Copy all of the records below word for word, keeping every line as it appears.

^^^^

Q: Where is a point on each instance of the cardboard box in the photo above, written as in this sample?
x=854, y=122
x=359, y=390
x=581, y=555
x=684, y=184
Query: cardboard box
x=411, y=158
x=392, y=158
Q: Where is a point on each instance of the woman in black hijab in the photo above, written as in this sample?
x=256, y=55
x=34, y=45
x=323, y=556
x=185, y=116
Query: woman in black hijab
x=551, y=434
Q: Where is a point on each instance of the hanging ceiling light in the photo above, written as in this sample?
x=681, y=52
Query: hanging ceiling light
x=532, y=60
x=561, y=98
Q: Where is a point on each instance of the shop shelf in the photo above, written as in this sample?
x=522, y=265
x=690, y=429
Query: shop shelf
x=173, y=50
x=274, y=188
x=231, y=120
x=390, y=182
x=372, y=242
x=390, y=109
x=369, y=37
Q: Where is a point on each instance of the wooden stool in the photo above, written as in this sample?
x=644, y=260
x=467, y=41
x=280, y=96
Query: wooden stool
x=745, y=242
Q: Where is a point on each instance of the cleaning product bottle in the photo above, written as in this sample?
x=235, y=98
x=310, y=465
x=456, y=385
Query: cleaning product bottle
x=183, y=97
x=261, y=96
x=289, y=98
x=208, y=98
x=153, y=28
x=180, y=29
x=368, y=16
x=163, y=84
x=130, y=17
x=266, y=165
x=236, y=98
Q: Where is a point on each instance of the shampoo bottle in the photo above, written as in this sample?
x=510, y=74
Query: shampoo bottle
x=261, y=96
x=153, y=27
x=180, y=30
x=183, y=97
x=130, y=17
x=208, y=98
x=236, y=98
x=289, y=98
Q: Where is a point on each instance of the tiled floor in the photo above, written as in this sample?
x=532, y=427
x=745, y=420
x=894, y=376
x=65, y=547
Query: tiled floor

^^^^

> Correct output
Q: Where is a point on each instance of the cardboard box in the photo above, written as in this sample?
x=854, y=122
x=359, y=390
x=581, y=555
x=684, y=184
Query: cardboard box
x=411, y=158
x=392, y=158
Q: Where is a point on each instance of the woman in black hijab in the photo above, written as in this sample?
x=256, y=55
x=34, y=45
x=323, y=556
x=185, y=116
Query: woman in black hijab
x=551, y=434
Q: Where is a point on each instance of the hanging ceiling light in the photo above, written as in this sample?
x=681, y=52
Query: hanging ceiling light
x=532, y=60
x=561, y=98
Q: Where is a point on each instance of the shop shelf in the photo above, written as in this sample?
x=522, y=265
x=690, y=429
Query: shop shelf
x=173, y=50
x=274, y=188
x=231, y=120
x=390, y=182
x=372, y=242
x=390, y=109
x=369, y=37
Q: Where is a point on each instance of the wooden stool in the photo above, written as in this sample?
x=644, y=260
x=467, y=41
x=280, y=96
Query: wooden stool
x=745, y=242
Q: Where is a point on each instance of the cleaning product bottle in the photo above, written as in this sample?
x=235, y=98
x=310, y=465
x=456, y=385
Query: cleaning product bottle
x=183, y=97
x=261, y=96
x=289, y=98
x=208, y=98
x=153, y=28
x=180, y=29
x=368, y=16
x=163, y=84
x=130, y=17
x=266, y=165
x=236, y=98
Q: Where is a point on each instance of the shampoo bottle in the photo above, written as in this sample?
x=510, y=74
Query: shampoo bottle
x=261, y=96
x=153, y=27
x=180, y=30
x=183, y=97
x=130, y=17
x=208, y=98
x=236, y=98
x=289, y=98
Q: Where is a point on each instance of the tiled floor in the photo above, written as in this sample?
x=532, y=427
x=745, y=420
x=894, y=376
x=65, y=547
Query: tiled floor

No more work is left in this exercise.